====== Given text

How Corticosteroids (Like Dexamethasone) Work to Fight Myeloma
Corticosteroids, like dexamethasone and prednisone, are staple drugs that pretty much every myeloma warrior takes, has taken, or will take. They are the drugs that patients love to hate. They can give make us hyper crazy with energy, neurotic and quick to anger. It can mess with blood sugar levels and once the dose is complete, it can make us "crash." So why can't we just stop taking dex and move onto something else? It's simple. It works well alone and in combination with other myeloma drugs. So how do they work and why are they used in myeloma? Here's a little more about this important class of drugs: What type of drug is dex? (Answer: it's a corticosteroid) From Drugs.com:
Dexamethasone is a corticosteroid that prevents the release of substances in the body that cause inflammation. Dexamethasone is used to treat many different inflammatory conditions such as allergic disorders, skin conditions, ulcerative colitis, arthritis, lupus, psoriasis, or breathing disorders. And, yes, multiple myeloma.
More on corticosteroids (says Cancer.org):
Corticosteroids, such as dexamethasone and prednisone, are an important part of the treatment of multiple myeloma. They can be used alone or combined with other drugs as a part of treatment. Corticosteroids are also used to help decrease the nausea and vomiting that chemo may cause. Common side effects of these drugs include
When used for a long time, corticosteroids also suppress the immune system. This leads to an increased risk of serious infections. They can also weaken bones.

============
====== Source data

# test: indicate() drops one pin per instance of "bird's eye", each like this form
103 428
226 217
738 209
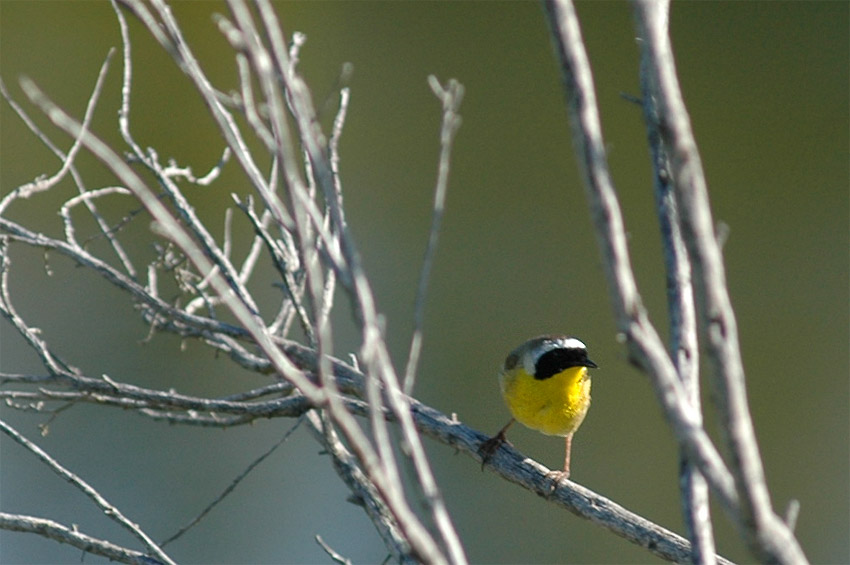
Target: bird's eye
556 360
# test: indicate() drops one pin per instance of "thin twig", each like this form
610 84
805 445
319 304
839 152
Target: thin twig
450 97
645 346
233 484
767 535
108 509
72 536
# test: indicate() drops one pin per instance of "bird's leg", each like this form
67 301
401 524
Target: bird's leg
489 447
559 476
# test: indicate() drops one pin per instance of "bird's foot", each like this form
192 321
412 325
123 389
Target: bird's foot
558 478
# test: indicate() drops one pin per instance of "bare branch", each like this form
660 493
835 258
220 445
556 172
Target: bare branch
63 534
767 535
108 509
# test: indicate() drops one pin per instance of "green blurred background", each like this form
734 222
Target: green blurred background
767 88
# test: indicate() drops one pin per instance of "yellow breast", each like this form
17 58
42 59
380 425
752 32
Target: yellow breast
555 406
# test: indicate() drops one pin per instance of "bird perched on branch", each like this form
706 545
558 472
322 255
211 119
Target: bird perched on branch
546 386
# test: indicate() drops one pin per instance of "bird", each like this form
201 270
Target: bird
546 386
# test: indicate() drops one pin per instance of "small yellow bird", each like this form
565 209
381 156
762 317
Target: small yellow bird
546 386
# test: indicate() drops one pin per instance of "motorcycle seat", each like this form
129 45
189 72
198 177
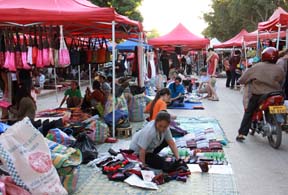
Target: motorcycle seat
275 93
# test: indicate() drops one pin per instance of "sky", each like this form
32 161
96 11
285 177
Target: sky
164 15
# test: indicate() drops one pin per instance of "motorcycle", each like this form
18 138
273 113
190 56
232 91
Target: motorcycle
268 119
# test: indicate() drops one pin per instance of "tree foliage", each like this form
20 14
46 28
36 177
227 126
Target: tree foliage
124 7
228 17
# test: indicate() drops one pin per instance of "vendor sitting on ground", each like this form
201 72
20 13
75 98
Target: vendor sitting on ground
177 92
72 96
150 140
25 105
205 85
158 104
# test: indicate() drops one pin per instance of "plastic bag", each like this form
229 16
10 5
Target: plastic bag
87 147
8 187
66 160
60 137
28 159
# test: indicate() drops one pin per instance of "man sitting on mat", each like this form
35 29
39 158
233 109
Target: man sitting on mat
177 92
150 140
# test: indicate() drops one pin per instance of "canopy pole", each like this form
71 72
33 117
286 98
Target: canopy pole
245 53
55 82
79 76
90 76
113 78
278 36
258 43
286 38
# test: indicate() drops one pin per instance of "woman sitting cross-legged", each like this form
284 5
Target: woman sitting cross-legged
150 140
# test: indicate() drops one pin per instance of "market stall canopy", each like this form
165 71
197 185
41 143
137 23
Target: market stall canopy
234 42
251 37
130 45
180 37
77 16
214 41
280 16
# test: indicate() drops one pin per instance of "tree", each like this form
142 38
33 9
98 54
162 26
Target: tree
230 16
127 8
153 34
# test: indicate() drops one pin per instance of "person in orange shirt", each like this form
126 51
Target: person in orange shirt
158 104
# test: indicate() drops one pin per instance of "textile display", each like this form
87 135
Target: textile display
66 160
28 159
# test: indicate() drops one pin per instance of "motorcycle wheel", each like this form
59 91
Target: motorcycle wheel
276 138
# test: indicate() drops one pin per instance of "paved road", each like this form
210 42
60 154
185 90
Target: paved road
259 169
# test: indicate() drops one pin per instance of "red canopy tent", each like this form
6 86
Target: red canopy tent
280 16
180 36
265 35
77 16
236 41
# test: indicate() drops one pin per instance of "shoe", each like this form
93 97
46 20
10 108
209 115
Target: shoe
240 138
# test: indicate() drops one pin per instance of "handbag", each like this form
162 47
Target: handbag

============

*Your instructions*:
Answer from the corticosteroid text:
(a) According to the Drugs.com passage, what does dexamethasone prevent the body from releasing?
(b) Besides treating myeloma, what do corticosteroids help decrease during chemo?
(c) What risk increases when corticosteroids are used for a long time?
Rely only on the corticosteroid text to answer.

*The answer*:
(a) Substances in the body that cause inflammation.
(b) The nausea and vomiting that chemo may cause.
(c) The risk of serious infections.